__Page excerpt__:
**********

The increment on prices during the first two weeks is very similar to all cards. However, the price falling that comes right after varies from player to player. Some get more devaluated because they didn’t match the expectations. This period of two weeks corresponds to the game’s learning curve and at this point players are already sharp enough into the game play to realise if the players are effectively good or if their price needs adjustment.
The price behaviour we described here isn’t equal to all players. The most expensive cards tend to lose their value more slowly. This happens because the amount of coins circulating gets bigger with time and more people are able to buy stars. They no longer want to buy ordinary players and so go for the expensive ones, those that are missing for their squad’s completion. More people are willing to pay more to have good players. This makes the most expensive players’ prices get even more distant to the less expensive ones, as you can see on the image below.
In some extremely rare cases, such as what happens with Messi and Ronaldo, the player’s price never goes down. It can be the opposite, though: it might go up. Obviously there are fluctuations, but those are justified by other factors that we’ll explain later on this guide. We’re just talking about general tendencies. The justification for this potential price increment is the same as the ones we gave before: while there’s game, there will always be someone wanting to buy these players. If that’s your case do it, but have the coins for them first, of course. If you postpone your purchase, you’ll probably pay more unless you also get the coins for other players that just had their price lowered.
Happy Hours
Happy Hours are responsible by prices dropping over the time
As we’re going to see there are many factors which may contribute for price variation, but few or none are as effective as Happy Hours. They hit the market’s balance by disrupting the natural relation between supply and demand. Thousands of players will buy packs, increasing not only the coin circulation but also the card circulation on the market.

**********

__Given data__:
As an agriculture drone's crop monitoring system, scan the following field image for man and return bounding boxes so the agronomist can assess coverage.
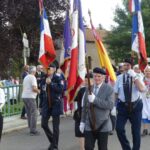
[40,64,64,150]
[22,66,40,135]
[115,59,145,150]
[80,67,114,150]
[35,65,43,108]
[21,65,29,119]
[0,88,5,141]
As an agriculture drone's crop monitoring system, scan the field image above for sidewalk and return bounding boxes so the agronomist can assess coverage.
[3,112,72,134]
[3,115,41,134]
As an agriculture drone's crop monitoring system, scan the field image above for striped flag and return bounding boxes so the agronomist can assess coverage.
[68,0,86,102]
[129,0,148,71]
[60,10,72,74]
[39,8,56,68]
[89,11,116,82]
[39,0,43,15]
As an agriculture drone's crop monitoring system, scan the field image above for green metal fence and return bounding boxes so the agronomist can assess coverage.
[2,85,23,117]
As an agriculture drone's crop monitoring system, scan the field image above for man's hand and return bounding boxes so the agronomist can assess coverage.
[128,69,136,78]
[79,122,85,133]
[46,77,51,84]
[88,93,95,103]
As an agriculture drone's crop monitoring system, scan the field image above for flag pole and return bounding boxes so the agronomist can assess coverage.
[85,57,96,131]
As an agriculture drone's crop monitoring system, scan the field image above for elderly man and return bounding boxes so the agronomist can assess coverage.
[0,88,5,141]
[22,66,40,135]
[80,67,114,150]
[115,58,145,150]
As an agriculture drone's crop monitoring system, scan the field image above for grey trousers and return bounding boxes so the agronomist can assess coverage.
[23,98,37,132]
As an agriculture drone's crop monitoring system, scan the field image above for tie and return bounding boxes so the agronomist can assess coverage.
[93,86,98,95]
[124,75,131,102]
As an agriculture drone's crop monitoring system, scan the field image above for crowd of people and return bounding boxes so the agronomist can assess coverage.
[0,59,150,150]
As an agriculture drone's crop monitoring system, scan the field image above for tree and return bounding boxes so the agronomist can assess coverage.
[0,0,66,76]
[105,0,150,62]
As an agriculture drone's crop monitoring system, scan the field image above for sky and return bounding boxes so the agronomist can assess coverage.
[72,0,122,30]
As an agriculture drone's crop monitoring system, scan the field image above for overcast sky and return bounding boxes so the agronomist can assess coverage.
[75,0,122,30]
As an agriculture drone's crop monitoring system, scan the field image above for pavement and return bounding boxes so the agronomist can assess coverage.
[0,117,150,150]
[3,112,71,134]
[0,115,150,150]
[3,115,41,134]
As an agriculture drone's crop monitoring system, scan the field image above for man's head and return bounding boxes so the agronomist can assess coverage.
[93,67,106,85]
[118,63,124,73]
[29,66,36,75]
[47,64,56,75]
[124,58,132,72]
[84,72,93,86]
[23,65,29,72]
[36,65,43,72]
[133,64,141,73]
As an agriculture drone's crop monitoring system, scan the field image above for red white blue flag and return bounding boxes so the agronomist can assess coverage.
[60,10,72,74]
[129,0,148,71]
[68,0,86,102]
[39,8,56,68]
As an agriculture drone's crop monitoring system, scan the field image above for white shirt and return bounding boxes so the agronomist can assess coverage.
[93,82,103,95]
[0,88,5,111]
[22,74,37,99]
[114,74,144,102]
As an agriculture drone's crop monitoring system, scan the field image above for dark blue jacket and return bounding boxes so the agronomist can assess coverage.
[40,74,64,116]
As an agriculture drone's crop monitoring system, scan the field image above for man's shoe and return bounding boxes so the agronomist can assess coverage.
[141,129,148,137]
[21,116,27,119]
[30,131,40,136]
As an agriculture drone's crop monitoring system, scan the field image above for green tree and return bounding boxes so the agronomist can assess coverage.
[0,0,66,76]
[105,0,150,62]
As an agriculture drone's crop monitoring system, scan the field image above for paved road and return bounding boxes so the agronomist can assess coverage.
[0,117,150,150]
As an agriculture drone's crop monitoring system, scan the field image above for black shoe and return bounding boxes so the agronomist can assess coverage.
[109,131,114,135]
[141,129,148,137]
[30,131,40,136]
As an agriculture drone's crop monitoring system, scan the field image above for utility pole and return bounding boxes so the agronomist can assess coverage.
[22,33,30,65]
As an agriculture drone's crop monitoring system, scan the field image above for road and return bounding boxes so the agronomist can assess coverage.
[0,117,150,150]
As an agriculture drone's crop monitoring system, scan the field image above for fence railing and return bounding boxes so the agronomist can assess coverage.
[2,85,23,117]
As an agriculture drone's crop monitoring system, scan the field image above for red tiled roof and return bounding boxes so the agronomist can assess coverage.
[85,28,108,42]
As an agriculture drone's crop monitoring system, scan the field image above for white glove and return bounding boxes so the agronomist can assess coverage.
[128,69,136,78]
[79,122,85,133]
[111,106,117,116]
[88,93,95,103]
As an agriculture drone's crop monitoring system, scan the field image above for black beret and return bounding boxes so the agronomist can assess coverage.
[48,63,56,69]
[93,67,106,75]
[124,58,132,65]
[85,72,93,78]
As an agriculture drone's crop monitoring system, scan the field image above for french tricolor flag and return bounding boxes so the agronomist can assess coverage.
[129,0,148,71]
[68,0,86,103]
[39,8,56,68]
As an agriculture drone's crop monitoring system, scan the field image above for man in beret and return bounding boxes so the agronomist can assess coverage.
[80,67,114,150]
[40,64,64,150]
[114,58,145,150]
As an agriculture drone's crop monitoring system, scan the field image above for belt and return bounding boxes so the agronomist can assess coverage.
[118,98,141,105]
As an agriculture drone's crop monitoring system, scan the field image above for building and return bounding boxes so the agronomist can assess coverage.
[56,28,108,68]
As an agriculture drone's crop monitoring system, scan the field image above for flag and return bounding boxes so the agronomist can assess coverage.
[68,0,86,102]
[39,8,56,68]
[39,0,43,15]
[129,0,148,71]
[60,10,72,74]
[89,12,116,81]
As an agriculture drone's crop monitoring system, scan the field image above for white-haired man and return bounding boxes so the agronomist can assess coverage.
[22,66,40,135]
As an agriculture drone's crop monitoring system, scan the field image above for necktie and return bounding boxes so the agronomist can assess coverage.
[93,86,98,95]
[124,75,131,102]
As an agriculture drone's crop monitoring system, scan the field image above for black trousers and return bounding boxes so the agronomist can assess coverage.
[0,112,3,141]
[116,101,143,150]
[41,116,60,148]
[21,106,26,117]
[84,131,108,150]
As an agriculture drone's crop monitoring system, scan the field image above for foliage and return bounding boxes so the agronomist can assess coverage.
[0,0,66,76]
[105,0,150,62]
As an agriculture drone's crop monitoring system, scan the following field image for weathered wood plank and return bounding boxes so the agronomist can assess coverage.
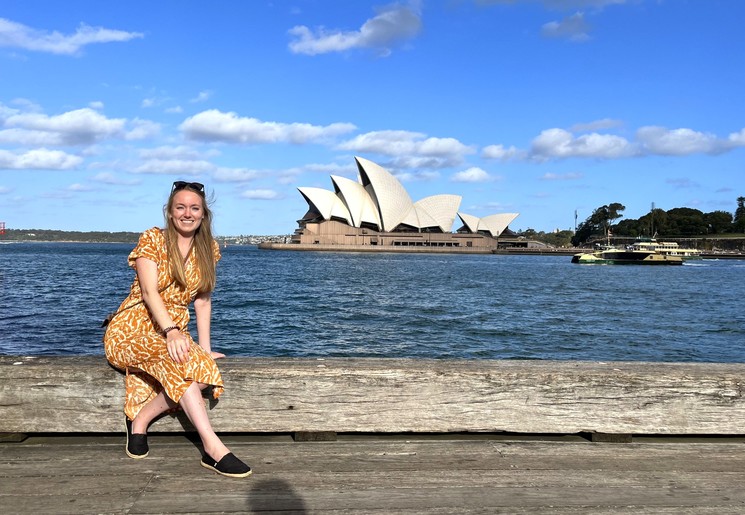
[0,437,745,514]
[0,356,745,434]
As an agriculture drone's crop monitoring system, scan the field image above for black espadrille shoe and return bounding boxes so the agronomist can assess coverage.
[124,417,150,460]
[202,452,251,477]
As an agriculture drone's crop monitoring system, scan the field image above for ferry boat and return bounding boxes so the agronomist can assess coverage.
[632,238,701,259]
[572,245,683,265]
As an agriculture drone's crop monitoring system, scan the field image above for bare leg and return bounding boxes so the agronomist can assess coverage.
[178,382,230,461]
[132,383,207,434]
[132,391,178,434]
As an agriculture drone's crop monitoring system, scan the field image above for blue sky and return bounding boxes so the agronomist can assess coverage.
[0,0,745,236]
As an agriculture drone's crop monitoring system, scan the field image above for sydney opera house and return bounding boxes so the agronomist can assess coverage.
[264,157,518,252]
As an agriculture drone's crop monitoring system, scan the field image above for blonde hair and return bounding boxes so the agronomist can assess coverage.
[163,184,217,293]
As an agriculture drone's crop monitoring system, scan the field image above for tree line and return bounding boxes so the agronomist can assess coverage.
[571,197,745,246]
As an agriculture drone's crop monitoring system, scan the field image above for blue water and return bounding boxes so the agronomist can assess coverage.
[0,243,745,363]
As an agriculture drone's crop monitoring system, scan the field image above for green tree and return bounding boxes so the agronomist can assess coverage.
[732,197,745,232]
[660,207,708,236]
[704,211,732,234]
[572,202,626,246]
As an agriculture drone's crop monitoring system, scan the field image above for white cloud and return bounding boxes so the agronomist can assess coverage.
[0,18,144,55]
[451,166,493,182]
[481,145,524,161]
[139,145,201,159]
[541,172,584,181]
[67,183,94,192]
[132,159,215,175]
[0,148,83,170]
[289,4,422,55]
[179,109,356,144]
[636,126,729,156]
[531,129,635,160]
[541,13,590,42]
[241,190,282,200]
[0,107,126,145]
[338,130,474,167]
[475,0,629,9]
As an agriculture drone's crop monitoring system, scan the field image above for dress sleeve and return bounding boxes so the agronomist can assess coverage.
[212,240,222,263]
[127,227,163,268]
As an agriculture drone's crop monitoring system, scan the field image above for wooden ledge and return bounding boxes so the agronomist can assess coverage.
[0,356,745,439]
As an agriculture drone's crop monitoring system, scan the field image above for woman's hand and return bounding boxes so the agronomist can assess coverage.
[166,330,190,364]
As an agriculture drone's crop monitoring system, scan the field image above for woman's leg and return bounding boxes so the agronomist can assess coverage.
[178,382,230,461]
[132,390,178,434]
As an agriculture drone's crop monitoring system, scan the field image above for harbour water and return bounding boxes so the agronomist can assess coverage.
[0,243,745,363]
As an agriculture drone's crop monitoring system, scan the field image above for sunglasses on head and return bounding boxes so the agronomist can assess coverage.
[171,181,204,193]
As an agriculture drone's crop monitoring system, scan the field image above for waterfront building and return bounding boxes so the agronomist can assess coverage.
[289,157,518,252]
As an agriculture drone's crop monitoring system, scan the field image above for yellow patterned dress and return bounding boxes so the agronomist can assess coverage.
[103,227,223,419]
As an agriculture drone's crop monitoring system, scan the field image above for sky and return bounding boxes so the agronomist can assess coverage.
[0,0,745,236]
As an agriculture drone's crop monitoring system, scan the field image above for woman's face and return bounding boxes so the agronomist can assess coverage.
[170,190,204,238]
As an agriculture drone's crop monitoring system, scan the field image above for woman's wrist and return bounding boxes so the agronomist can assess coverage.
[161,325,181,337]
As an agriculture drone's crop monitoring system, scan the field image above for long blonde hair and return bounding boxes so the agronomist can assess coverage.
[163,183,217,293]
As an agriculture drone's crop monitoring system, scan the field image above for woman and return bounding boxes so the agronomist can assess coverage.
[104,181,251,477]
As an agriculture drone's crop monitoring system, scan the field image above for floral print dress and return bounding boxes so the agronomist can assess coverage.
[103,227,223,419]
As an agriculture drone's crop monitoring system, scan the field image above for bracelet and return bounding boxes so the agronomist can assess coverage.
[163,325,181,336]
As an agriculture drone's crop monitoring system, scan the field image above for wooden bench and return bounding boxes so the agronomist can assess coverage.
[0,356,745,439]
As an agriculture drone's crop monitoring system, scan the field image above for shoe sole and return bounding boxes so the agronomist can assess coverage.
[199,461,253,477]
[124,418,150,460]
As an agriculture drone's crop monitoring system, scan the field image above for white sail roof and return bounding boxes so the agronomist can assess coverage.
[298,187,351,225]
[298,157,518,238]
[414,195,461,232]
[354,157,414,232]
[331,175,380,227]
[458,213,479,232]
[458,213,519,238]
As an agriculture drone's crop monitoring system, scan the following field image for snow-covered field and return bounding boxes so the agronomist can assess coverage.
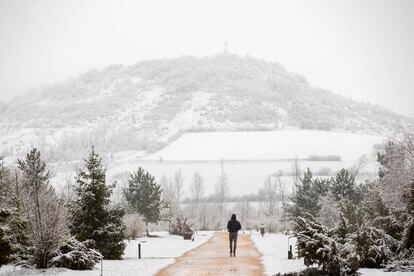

**********

__Written request 1__:
Repeat word for word the passage of the card price text from "The price behaviour" up to and including "the image below.".
__Written request 2__:
Carry on the text about player card prices from the point where it stops.

__Written answer 1__:
The price behaviour we described here isn’t equal to all players. The most expensive cards tend to lose their value more slowly. This happens because the amount of coins circulating gets bigger with time and more people are able to buy stars. They no longer want to buy ordinary players and so go for the expensive ones, those that are missing for their squad’s completion. More people are willing to pay more to have good players. This makes the most expensive players’ prices get even more distant to the less expensive ones, as you can see on the image below.

__Written answer 2__:
The effect of this alteration is about an immediate price fall. Prices will be maintained low while the Happy Hour is going on and as it ends the market quickly absorbs the additional cards, making their prices go back to what they were before. Or almost. Actually, the prices are affected during and after the Happy Hour. This variation between the price that was supposed to be if a Happy Hour never happened and the price that effectively shows up after one normally goes from 3 to 5% of the card’s value.
As the years go by, EA does more and more Happy Hours. At this point people only get interested in 35k, 50k and 100k Happy Hour packs. The bigger the packs, the more prices will fall.
Let’s take a look at a practical case in order to realise what happens. Let’s get Koscielny as an example (it could be any other player), during the second and third weeks of November, period while seven different Happy Hours happened as you can see here. Such frequency of pack openings justifies why his price on the 20th was a lot lower than what it was on 7th of November. The most significant price decreases are noticed on 9/10 and 16/17, precisely when the 35k and 50k Happy Hour packs are released. The others were 25k and 15k Happy Hour packs. Notice how after the Happy Hours end the price is inferior to what it would be if a Happy Hour never happened while the natural tendency for it would be to stay the same. If on this image everything seems quite obvious to you, imagine 100 different ones, that’s what we did.
Happy Hours aren’t announced with antecedence for what the market can’t really react with such.
Days of the Week
We started by the Happy Hours for they’re an obvious window of opportunities to people who want to go trading. We continue now with days of the week since they’re also clearly a component of price variations. There are very few experienced traders not aware of there being these fluctuations.
Every Wednesday at 6pm UK a new Team of the Week is released. This is enough for there to be an introduction of many alterations on the market responsible for price falling.
– bigger amounts of cards enter circulation since the players tend to buy more packs in order to get one of the TOTW;
– the supply for NIF cards gets bigger than the demand;
– the amount of coin circulation increases because many packs are bought with FIFA Points.
On the weekend it’s the opposite. There are a lot of people on the market, the demand is way bigger, and because of that the prices tend to increase. This is the general tendency, but it doesn’t mean you can’t find good deals. With so many people on the market, especially softcore players that just play in these days, lesser mistakes made by them when listing a card are more frequent and you’ll be able to find a profitable opportunity if you’re alert.
On Wednesdays prices are low and on the weekend prices are high. You can buy midweek and sell on the weekend. And what about the other days? We’ll see transition stages in the rest of the days. On Monday prices are decreasing, but since they were way too high just the other day they’re still gonna be a bit high. On Tuesday, the community clearly anticipates what’s gonna happen on the next day so the prices fall to very low values. The historic minimum of the week happens Wednesday night. On the next day they’re already increasing and on Friday the market is once again anticipating what’s to happen on Saturday and Sunday.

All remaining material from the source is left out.